▸ Record extracts

/---

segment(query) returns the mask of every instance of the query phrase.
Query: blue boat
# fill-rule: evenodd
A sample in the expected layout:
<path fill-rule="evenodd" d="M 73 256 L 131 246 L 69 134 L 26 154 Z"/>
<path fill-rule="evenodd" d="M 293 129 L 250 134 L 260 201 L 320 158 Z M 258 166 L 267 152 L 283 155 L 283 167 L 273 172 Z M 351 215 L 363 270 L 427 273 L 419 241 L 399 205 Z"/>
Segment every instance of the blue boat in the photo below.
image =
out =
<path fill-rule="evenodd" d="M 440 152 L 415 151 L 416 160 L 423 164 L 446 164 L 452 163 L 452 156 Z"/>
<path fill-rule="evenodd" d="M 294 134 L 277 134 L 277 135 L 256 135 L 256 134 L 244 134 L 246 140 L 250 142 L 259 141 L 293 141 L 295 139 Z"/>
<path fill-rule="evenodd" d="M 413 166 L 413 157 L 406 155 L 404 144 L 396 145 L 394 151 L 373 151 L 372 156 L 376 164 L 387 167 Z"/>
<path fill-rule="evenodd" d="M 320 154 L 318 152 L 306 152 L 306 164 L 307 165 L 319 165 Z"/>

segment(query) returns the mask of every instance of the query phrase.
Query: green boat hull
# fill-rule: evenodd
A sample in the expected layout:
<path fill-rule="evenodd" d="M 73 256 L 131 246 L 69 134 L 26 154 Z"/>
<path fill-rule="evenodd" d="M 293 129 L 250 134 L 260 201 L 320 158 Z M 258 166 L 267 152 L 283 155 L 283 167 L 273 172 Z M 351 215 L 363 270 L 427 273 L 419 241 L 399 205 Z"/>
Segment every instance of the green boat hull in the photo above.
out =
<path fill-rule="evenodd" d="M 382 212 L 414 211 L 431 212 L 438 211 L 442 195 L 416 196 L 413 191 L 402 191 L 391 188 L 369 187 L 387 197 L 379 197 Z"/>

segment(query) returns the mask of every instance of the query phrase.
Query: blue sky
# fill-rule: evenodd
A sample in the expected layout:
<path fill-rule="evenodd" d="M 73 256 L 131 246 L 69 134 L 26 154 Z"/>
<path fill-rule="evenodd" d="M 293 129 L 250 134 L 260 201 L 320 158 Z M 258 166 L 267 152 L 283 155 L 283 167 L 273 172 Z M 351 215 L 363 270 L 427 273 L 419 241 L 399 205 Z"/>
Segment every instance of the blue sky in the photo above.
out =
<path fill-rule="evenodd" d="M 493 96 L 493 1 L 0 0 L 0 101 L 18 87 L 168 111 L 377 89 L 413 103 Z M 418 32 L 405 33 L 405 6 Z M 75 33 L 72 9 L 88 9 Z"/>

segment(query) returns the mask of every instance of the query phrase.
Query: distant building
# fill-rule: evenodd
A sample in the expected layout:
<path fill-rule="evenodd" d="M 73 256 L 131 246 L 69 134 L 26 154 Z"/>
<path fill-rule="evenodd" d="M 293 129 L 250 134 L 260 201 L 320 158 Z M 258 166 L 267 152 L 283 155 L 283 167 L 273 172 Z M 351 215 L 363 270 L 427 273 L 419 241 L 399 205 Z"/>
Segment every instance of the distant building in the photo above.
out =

\---

▸ Exercise requirements
Can you give every line of the items above as a Markdown table with the columns "Row" and "Line," numbering each row and leaving out blank lines?

▸ Task solution
| Row | Line |
|---|---|
| 1 | segment(query) returns the mask of every instance of the query phrase. |
| 2 | Query: blue boat |
| 3 | # fill-rule: evenodd |
| 4 | A sample in the expected layout: |
| 5 | <path fill-rule="evenodd" d="M 73 256 L 131 246 L 69 134 L 26 154 Z"/> |
| 6 | <path fill-rule="evenodd" d="M 293 129 L 250 134 L 260 201 L 320 158 Z M 258 166 L 267 152 L 283 155 L 283 167 L 273 172 Z M 351 215 L 363 270 L 427 273 L 419 241 L 399 205 Z"/> |
| 7 | Segment every instance of the blue boat in the photo below. |
| 8 | image = |
| 9 | out = |
| 10 | <path fill-rule="evenodd" d="M 440 152 L 415 151 L 416 160 L 423 164 L 446 164 L 452 163 L 452 156 Z"/> |
| 11 | <path fill-rule="evenodd" d="M 294 134 L 277 134 L 277 135 L 256 135 L 256 134 L 244 134 L 246 140 L 250 142 L 259 141 L 293 141 L 295 139 Z"/> |
| 12 | <path fill-rule="evenodd" d="M 413 166 L 413 157 L 406 155 L 404 144 L 396 145 L 394 151 L 373 151 L 372 156 L 376 164 L 387 167 Z"/> |
| 13 | <path fill-rule="evenodd" d="M 320 154 L 318 152 L 306 152 L 306 164 L 307 165 L 319 165 Z"/> |
| 14 | segment(query) returns the mask of every instance of the query phrase. |
| 15 | Query: green boat hull |
| 16 | # fill-rule: evenodd |
| 17 | A sample in the expected layout: |
| 18 | <path fill-rule="evenodd" d="M 73 256 L 131 246 L 69 134 L 26 154 Z"/> |
| 19 | <path fill-rule="evenodd" d="M 293 129 L 250 134 L 260 201 L 320 158 Z M 258 166 L 267 152 L 283 155 L 283 167 L 273 172 Z M 351 215 L 363 270 L 427 273 L 419 241 L 399 205 Z"/> |
| 20 | Segment every instance of the green boat hull in the photo above. |
| 21 | out = |
| 22 | <path fill-rule="evenodd" d="M 382 212 L 414 211 L 431 212 L 438 211 L 442 195 L 416 196 L 413 191 L 402 191 L 391 188 L 369 187 L 387 197 L 379 197 Z"/> |
| 23 | segment(query) returns the mask of every instance of the query phrase. |
| 24 | Query: blue sky |
| 25 | # fill-rule: evenodd |
| 26 | A sample in the expected layout: |
| 27 | <path fill-rule="evenodd" d="M 73 256 L 131 246 L 69 134 L 26 154 Z"/> |
| 28 | <path fill-rule="evenodd" d="M 293 129 L 250 134 L 260 201 L 320 158 Z M 258 166 L 267 152 L 283 155 L 283 167 L 273 172 Z M 351 215 L 363 270 L 427 273 L 419 241 L 399 205 Z"/> |
| 29 | Segment every instance of the blue sky in the photo above. |
| 30 | out = |
| 31 | <path fill-rule="evenodd" d="M 493 96 L 493 1 L 0 0 L 0 101 L 18 87 L 168 111 L 377 89 L 413 103 Z M 418 32 L 405 33 L 405 6 Z M 75 33 L 72 9 L 88 9 Z"/> |
| 32 | segment(query) returns the mask of every instance of the query phrase. |
| 33 | Query: distant building |
| 34 | # fill-rule: evenodd |
| 35 | A sample in the expected layout: |
| 36 | <path fill-rule="evenodd" d="M 73 256 L 131 246 L 69 134 L 26 154 Z"/> |
| 37 | <path fill-rule="evenodd" d="M 293 129 L 250 134 L 260 201 L 320 158 Z M 258 166 L 267 152 L 283 155 L 283 167 L 273 172 Z M 351 215 L 363 270 L 427 273 L 419 241 L 399 205 Z"/> |
| 38 | Segment every instance of the distant building in the photo above. |
| 39 | out = |